-- Exercise objective --
Among the entries that follow, find every line with the word "water" and list it.
▶
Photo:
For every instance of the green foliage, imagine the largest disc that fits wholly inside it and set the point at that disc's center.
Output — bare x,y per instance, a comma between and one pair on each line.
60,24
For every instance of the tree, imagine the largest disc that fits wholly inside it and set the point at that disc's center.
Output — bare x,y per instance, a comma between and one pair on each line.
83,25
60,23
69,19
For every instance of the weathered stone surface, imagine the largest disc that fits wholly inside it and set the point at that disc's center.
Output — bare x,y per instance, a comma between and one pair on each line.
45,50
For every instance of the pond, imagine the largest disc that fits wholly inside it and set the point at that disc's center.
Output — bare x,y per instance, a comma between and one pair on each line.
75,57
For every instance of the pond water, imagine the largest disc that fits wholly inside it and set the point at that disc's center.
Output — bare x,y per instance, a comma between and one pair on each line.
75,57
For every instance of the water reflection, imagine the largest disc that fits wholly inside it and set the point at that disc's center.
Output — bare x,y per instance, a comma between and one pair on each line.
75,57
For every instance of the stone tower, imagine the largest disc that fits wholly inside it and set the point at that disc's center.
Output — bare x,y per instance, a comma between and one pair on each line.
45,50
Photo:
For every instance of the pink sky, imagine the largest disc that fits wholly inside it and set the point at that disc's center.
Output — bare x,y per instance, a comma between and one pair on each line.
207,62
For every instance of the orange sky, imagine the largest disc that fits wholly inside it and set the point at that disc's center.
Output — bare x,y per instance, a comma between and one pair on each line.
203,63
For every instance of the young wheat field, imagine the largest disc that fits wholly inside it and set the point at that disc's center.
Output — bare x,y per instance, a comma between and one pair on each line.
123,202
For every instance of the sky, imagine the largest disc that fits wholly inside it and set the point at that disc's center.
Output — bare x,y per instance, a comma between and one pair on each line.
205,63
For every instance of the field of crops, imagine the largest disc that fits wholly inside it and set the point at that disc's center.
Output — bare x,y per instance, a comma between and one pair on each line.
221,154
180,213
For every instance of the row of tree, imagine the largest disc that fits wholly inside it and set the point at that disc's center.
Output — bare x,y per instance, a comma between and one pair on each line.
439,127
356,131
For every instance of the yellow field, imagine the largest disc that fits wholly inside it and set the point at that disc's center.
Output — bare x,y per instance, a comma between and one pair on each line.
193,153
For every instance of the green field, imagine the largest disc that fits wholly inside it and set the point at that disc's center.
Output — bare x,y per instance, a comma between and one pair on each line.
◀
-- Output of the exercise --
For every instance of the pond water, imagine the largest disc that fits wholly inside it and set the point at that disc's center.
For every instance of the water reflection, imagine the largest disc that fits wholly inside it and set the point at that disc's center.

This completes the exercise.